Saved entries:
------------------------------------

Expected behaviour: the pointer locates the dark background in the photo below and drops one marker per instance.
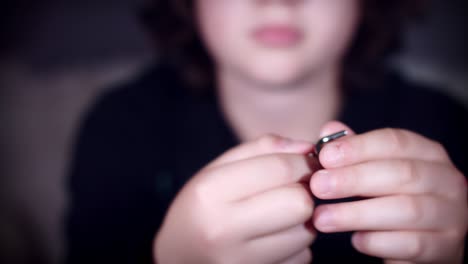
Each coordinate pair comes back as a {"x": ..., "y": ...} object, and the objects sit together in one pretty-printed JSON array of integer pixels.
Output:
[{"x": 57, "y": 56}]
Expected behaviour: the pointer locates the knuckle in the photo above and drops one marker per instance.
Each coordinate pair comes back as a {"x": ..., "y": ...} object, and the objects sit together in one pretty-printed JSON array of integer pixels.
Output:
[
  {"x": 459, "y": 188},
  {"x": 307, "y": 256},
  {"x": 439, "y": 150},
  {"x": 413, "y": 209},
  {"x": 268, "y": 141},
  {"x": 303, "y": 204},
  {"x": 283, "y": 166},
  {"x": 398, "y": 138},
  {"x": 351, "y": 181},
  {"x": 202, "y": 194},
  {"x": 409, "y": 174},
  {"x": 214, "y": 236},
  {"x": 415, "y": 248}
]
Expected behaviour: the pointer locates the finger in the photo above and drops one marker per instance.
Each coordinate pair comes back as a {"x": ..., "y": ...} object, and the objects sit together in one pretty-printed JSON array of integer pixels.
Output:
[
  {"x": 280, "y": 246},
  {"x": 402, "y": 212},
  {"x": 333, "y": 127},
  {"x": 272, "y": 211},
  {"x": 381, "y": 144},
  {"x": 387, "y": 177},
  {"x": 244, "y": 178},
  {"x": 304, "y": 257},
  {"x": 266, "y": 144},
  {"x": 403, "y": 246}
]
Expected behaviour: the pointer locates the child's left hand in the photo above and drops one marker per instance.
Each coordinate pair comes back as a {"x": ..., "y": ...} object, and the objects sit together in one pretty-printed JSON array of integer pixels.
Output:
[{"x": 417, "y": 211}]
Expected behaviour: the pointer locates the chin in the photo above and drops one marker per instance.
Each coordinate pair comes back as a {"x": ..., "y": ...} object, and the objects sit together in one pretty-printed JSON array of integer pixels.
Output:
[{"x": 278, "y": 74}]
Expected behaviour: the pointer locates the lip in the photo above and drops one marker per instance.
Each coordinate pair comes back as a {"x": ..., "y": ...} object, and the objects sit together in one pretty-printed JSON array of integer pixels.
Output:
[{"x": 278, "y": 36}]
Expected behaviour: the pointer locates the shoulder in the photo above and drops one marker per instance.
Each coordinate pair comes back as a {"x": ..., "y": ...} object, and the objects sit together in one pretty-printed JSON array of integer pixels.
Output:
[
  {"x": 401, "y": 103},
  {"x": 155, "y": 88}
]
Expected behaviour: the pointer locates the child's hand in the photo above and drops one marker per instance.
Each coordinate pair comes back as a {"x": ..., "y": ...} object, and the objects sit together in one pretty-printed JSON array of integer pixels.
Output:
[
  {"x": 247, "y": 206},
  {"x": 418, "y": 210}
]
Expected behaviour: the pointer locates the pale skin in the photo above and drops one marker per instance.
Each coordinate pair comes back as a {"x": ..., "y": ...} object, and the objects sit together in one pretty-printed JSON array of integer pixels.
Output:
[{"x": 232, "y": 211}]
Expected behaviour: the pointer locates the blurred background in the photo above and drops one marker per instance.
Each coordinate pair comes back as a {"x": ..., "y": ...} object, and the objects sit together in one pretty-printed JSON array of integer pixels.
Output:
[{"x": 57, "y": 56}]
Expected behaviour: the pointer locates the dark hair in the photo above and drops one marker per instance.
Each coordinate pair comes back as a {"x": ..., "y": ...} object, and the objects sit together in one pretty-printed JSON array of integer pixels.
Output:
[{"x": 173, "y": 26}]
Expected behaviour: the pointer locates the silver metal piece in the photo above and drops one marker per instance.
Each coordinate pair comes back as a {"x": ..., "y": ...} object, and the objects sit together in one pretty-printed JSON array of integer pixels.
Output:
[{"x": 319, "y": 145}]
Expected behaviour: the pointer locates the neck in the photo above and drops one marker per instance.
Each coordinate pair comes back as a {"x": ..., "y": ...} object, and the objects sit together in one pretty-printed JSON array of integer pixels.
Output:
[{"x": 296, "y": 110}]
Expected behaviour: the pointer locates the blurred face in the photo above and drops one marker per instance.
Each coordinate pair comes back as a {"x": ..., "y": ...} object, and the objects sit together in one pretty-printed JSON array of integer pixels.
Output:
[{"x": 277, "y": 42}]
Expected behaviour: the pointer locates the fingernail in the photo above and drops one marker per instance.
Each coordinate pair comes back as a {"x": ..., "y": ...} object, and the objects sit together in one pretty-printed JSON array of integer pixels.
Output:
[
  {"x": 325, "y": 220},
  {"x": 333, "y": 153},
  {"x": 357, "y": 239},
  {"x": 289, "y": 143},
  {"x": 323, "y": 182}
]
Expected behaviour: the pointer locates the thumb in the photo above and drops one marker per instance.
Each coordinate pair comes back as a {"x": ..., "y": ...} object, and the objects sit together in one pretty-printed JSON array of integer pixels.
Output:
[{"x": 267, "y": 144}]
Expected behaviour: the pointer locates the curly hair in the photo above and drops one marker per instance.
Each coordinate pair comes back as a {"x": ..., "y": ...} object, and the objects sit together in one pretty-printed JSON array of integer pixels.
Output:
[{"x": 379, "y": 35}]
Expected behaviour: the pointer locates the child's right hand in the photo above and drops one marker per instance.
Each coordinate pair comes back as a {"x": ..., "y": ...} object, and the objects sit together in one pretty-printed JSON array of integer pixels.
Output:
[{"x": 247, "y": 206}]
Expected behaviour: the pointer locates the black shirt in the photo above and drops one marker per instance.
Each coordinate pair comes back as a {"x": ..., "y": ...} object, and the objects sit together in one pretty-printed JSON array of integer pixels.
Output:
[{"x": 141, "y": 142}]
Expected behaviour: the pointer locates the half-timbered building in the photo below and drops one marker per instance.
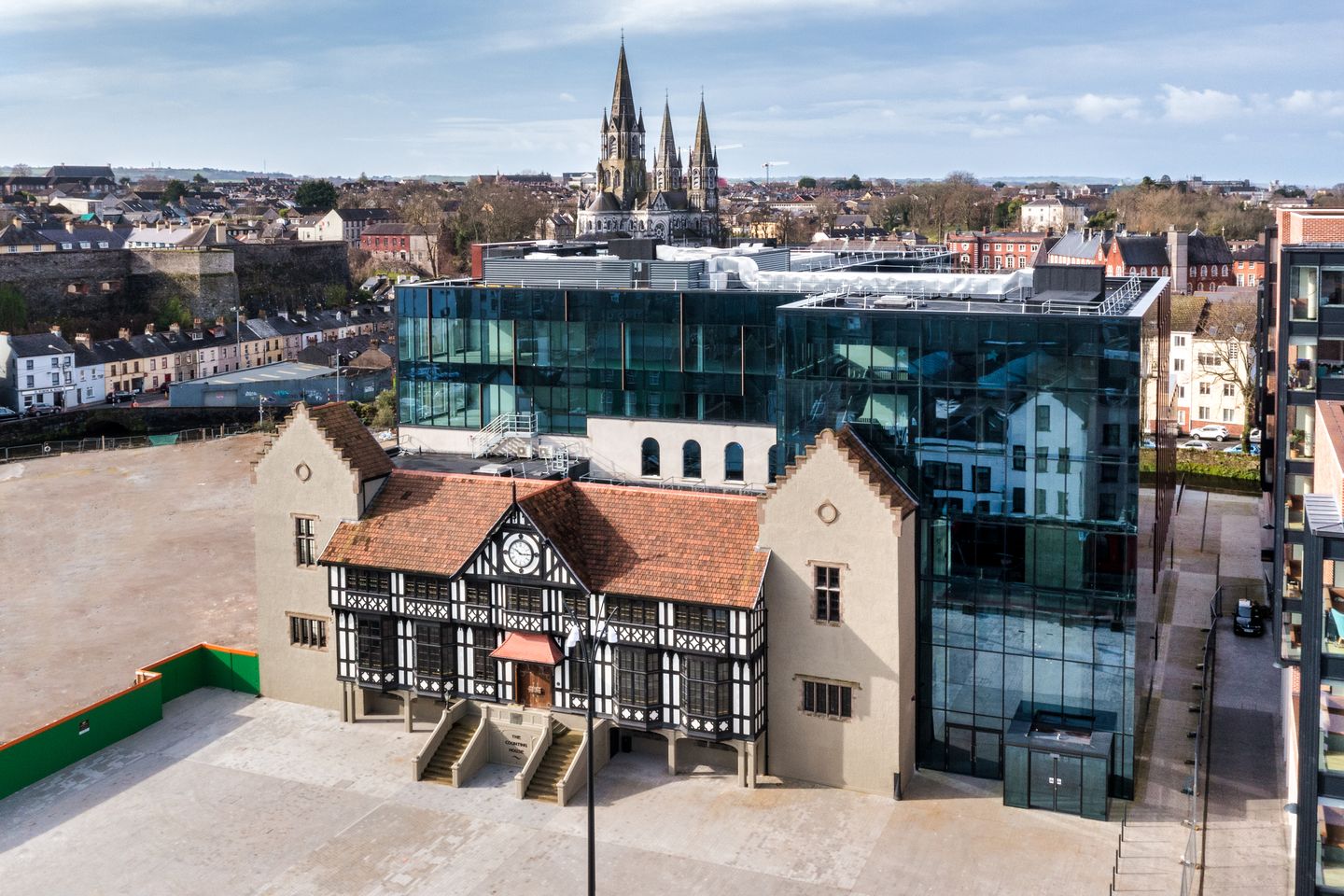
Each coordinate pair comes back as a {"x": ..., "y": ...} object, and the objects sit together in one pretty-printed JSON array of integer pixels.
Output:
[{"x": 457, "y": 594}]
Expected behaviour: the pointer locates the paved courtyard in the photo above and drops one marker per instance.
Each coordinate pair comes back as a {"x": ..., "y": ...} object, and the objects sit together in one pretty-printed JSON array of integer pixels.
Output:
[
  {"x": 252, "y": 795},
  {"x": 116, "y": 559}
]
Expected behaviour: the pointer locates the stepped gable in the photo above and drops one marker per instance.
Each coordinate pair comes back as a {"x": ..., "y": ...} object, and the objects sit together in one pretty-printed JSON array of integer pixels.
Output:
[{"x": 863, "y": 461}]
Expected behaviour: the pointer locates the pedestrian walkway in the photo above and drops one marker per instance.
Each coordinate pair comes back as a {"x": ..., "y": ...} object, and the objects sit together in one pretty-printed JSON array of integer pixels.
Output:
[{"x": 1242, "y": 844}]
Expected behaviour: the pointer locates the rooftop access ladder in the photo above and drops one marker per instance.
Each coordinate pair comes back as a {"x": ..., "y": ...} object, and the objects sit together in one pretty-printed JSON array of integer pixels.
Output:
[{"x": 503, "y": 436}]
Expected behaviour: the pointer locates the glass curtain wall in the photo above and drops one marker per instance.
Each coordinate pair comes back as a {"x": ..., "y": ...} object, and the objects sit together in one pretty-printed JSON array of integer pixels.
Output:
[
  {"x": 1020, "y": 437},
  {"x": 470, "y": 354}
]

------------------------------------

- Work request: Show each line of the data that contains the string "below".

- Written solution:
Expected behaviour: the pointer locates the dark background in the photo below and drops one marker per instance.
Expected behaviour: the pointer locates the half-timbered building in the photo below and drops one marker per instance.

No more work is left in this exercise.